• [Excerpted data]:
%%

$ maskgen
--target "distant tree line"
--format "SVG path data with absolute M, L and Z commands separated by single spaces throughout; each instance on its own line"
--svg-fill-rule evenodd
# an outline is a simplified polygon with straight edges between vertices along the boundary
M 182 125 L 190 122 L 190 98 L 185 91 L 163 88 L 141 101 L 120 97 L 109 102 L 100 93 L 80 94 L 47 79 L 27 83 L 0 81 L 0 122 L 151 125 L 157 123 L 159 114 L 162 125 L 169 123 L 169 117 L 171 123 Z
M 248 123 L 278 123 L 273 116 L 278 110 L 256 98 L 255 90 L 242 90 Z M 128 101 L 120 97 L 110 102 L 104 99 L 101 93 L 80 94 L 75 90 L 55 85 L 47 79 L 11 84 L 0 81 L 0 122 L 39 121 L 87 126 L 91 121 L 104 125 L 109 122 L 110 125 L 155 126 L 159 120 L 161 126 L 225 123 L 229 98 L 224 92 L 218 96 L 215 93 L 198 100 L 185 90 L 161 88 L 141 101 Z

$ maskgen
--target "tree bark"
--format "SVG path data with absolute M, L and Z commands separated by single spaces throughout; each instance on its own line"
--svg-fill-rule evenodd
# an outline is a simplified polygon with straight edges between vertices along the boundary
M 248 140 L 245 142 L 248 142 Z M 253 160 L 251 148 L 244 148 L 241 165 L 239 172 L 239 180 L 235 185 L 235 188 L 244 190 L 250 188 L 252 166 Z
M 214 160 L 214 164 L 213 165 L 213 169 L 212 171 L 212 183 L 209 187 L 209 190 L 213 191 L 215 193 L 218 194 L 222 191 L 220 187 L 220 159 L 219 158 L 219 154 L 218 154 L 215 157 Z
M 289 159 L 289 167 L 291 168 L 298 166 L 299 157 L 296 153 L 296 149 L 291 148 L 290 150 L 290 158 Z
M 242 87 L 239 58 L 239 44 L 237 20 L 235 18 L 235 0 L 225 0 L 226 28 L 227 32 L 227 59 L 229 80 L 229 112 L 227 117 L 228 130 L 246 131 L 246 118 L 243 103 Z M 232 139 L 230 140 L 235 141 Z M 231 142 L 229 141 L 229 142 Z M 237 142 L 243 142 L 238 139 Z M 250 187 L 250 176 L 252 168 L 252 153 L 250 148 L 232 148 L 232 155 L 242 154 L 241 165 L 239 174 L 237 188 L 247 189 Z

%%

• [Given instruction]: Reproduce all of the material above, replacing every "evenodd" with "nonzero" and leaving everything else unchanged.

• [Correct response]:
$ maskgen
--target "distant tree line"
--format "SVG path data with absolute M, L and Z commands separated by single spaces throughout; each instance on its own line"
--svg-fill-rule nonzero
# an outline is a simplified polygon with straight edges between vertices along the boundary
M 182 125 L 190 122 L 190 98 L 185 91 L 163 88 L 141 101 L 120 97 L 109 102 L 100 93 L 80 94 L 47 79 L 27 83 L 0 81 L 0 122 L 151 125 L 157 123 L 159 114 L 162 125 L 169 123 L 169 117 L 171 123 Z
M 248 123 L 278 123 L 273 116 L 278 110 L 256 98 L 255 90 L 242 90 Z M 128 101 L 120 97 L 110 102 L 104 99 L 101 93 L 80 94 L 75 90 L 55 85 L 47 79 L 11 84 L 0 81 L 0 122 L 39 121 L 87 126 L 91 121 L 104 125 L 109 122 L 110 125 L 155 126 L 159 120 L 161 126 L 225 123 L 229 98 L 224 92 L 218 96 L 215 93 L 198 100 L 185 90 L 161 88 L 141 101 Z

$ maskgen
--target "tree bark"
--format "SVG path data with absolute M, L and Z commands separated by single spaces throughout; each instance on its own line"
--svg-fill-rule nonzero
# an outline is a simplified polygon with straight edges between vertices along the boundary
M 248 140 L 245 142 L 248 142 Z M 253 160 L 251 148 L 244 148 L 241 165 L 239 172 L 239 180 L 235 185 L 235 188 L 244 190 L 250 188 L 252 166 Z
M 214 160 L 214 164 L 213 165 L 213 169 L 212 171 L 212 183 L 209 187 L 209 190 L 213 191 L 215 193 L 218 194 L 222 191 L 220 187 L 220 159 L 219 158 L 219 154 L 218 154 L 215 157 Z
M 289 159 L 289 167 L 291 168 L 298 166 L 299 157 L 296 153 L 296 149 L 291 148 L 290 150 L 290 158 Z
M 242 87 L 239 58 L 239 44 L 237 20 L 235 18 L 235 0 L 225 0 L 226 28 L 227 32 L 227 59 L 229 80 L 229 112 L 227 117 L 228 130 L 246 131 L 246 118 L 243 103 Z M 232 139 L 230 140 L 235 141 Z M 231 142 L 229 141 L 229 142 Z M 237 142 L 243 142 L 238 139 Z M 250 187 L 250 176 L 252 168 L 252 153 L 250 148 L 232 148 L 232 155 L 242 154 L 241 165 L 239 174 L 237 188 L 247 189 Z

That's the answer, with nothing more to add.